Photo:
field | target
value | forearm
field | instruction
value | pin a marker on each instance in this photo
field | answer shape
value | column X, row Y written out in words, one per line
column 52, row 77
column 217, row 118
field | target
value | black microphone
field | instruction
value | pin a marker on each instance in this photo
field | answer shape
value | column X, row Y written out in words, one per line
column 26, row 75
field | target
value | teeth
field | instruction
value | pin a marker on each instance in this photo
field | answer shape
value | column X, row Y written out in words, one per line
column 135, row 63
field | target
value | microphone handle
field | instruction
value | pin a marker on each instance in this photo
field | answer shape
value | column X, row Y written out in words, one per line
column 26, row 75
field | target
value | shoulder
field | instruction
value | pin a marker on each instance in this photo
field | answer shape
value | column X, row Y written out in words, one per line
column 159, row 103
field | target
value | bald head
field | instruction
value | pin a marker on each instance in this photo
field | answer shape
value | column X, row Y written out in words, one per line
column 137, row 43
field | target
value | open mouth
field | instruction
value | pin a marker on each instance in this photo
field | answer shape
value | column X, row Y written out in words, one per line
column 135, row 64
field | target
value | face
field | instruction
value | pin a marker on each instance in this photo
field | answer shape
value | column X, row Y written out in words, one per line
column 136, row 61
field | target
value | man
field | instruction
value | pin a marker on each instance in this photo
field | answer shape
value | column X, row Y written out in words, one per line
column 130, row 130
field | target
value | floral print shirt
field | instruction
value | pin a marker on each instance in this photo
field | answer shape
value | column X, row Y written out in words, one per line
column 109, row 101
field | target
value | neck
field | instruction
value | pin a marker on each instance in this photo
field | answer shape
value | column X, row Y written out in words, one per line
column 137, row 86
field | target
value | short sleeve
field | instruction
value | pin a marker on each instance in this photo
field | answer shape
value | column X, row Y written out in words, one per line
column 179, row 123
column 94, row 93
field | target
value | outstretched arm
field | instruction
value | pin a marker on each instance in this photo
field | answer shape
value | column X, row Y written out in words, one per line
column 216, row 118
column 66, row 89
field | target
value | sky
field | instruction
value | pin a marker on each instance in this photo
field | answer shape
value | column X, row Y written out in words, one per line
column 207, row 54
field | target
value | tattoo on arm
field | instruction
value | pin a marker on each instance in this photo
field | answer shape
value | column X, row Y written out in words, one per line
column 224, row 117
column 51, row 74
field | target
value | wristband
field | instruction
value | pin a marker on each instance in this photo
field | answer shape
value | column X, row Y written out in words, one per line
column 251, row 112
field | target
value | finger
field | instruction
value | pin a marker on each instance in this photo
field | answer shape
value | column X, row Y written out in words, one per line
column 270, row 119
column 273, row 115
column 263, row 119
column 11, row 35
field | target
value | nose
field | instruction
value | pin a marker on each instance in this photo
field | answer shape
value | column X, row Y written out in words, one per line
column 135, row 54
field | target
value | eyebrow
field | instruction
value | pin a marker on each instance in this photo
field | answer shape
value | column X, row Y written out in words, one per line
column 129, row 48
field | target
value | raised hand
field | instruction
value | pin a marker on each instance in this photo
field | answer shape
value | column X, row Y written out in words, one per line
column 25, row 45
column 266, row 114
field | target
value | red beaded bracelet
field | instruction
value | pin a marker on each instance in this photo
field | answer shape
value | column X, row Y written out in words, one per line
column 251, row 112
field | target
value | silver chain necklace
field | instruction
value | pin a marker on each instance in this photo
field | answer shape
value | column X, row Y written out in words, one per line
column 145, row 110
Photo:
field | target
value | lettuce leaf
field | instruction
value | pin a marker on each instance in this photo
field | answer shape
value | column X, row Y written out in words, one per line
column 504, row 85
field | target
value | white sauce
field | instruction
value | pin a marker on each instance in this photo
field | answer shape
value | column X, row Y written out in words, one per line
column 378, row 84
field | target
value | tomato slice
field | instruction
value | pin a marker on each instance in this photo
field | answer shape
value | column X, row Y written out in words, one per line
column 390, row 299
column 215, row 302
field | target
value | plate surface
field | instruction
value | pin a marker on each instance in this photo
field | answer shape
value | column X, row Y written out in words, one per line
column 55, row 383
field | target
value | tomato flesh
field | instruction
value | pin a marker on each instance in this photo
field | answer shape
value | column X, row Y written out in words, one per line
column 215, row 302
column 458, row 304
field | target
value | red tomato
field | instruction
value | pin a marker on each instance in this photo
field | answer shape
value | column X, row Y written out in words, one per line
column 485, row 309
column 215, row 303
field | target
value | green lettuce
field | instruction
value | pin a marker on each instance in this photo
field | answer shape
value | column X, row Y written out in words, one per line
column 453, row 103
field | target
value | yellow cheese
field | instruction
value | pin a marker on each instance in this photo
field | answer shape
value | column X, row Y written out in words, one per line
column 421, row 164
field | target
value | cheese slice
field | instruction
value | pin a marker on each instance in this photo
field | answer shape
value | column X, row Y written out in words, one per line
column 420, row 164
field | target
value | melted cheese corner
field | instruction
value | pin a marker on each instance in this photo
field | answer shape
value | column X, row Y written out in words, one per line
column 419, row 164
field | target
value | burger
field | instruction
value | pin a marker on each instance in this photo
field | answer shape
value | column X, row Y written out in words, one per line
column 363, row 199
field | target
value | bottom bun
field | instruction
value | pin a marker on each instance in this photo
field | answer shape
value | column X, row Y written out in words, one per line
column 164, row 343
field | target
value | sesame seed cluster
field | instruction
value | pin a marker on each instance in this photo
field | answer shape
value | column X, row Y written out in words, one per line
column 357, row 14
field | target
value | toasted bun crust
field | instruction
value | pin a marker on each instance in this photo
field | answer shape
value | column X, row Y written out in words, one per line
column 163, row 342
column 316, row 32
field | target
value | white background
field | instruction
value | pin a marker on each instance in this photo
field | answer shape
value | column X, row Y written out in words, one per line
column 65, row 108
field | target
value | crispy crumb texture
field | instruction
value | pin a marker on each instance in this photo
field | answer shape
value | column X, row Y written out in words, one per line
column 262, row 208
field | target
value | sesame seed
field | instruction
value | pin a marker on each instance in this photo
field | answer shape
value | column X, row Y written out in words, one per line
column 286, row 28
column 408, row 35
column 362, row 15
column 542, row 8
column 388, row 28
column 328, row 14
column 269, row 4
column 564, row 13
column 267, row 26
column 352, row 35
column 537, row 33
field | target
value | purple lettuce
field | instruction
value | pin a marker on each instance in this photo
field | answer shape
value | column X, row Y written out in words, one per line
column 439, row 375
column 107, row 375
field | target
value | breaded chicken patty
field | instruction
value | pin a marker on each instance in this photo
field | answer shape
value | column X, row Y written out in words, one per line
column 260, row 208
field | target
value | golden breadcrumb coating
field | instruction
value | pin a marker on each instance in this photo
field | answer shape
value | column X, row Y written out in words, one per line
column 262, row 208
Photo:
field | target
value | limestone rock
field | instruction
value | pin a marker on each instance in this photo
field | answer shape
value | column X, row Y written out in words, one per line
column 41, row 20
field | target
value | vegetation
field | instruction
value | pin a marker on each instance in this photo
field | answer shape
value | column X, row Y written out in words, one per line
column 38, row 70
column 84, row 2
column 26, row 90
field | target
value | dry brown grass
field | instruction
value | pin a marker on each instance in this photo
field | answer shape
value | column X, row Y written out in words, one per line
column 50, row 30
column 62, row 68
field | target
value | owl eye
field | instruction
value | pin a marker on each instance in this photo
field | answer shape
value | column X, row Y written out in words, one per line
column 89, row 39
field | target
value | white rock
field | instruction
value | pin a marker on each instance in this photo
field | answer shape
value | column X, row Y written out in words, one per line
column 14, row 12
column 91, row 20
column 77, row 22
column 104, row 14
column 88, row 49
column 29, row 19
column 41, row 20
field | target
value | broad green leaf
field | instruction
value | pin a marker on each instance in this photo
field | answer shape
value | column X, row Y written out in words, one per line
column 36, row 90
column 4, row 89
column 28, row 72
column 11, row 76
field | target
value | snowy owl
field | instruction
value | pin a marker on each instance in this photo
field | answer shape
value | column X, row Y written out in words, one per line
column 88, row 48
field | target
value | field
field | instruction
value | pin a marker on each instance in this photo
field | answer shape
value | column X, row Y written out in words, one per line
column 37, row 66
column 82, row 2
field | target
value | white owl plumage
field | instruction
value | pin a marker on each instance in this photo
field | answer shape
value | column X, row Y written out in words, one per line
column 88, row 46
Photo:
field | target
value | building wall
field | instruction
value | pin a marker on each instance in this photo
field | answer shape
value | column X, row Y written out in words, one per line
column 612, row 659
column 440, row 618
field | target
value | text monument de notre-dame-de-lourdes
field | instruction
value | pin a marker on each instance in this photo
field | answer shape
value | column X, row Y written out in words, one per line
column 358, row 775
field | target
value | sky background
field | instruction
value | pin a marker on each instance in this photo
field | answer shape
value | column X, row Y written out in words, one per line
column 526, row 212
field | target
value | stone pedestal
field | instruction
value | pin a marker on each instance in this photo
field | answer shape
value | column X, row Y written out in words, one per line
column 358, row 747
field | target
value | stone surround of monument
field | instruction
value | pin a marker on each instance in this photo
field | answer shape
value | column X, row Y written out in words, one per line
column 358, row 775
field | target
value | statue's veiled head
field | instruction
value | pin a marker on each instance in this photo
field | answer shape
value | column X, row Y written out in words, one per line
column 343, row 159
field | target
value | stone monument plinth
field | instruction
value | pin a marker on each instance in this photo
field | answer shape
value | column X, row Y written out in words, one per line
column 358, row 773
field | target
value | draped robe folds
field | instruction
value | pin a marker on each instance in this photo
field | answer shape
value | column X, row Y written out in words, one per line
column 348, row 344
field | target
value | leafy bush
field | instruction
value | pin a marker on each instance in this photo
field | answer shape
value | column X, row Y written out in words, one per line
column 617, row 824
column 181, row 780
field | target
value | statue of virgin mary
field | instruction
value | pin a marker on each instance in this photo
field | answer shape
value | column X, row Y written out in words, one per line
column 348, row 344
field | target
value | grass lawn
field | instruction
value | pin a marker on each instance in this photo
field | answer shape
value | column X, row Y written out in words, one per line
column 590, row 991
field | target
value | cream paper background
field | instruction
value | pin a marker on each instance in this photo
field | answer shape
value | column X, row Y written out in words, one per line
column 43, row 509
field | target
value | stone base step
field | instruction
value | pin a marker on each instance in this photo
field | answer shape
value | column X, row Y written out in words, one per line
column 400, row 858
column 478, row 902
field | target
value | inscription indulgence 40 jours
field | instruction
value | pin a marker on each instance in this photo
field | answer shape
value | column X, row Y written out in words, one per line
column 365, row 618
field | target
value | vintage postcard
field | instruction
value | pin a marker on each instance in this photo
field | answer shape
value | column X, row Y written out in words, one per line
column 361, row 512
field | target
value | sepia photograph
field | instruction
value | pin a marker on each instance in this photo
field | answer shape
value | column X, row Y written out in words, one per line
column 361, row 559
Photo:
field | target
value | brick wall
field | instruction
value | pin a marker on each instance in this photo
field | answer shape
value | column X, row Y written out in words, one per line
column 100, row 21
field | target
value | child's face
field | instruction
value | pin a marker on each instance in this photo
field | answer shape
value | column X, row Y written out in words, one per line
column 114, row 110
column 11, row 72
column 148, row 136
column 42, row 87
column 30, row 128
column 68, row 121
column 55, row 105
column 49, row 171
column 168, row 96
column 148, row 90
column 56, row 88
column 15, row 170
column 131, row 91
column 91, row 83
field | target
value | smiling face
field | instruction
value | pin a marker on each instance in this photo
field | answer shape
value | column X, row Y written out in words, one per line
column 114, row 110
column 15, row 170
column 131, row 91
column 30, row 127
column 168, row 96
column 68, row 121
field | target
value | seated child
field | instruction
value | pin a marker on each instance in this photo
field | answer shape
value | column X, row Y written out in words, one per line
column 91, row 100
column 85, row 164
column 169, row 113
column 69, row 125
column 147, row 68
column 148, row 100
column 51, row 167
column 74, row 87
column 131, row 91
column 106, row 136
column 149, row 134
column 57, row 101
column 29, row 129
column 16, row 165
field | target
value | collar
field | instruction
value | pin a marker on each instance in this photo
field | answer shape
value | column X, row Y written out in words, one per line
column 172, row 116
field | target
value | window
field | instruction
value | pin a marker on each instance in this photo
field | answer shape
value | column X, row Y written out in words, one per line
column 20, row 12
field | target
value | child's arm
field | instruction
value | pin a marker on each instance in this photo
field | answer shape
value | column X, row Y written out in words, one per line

::::

Exercise goal
Within the listing above, how many lines contain "cheese"? Please respond with the number and nothing else.

Expected output
3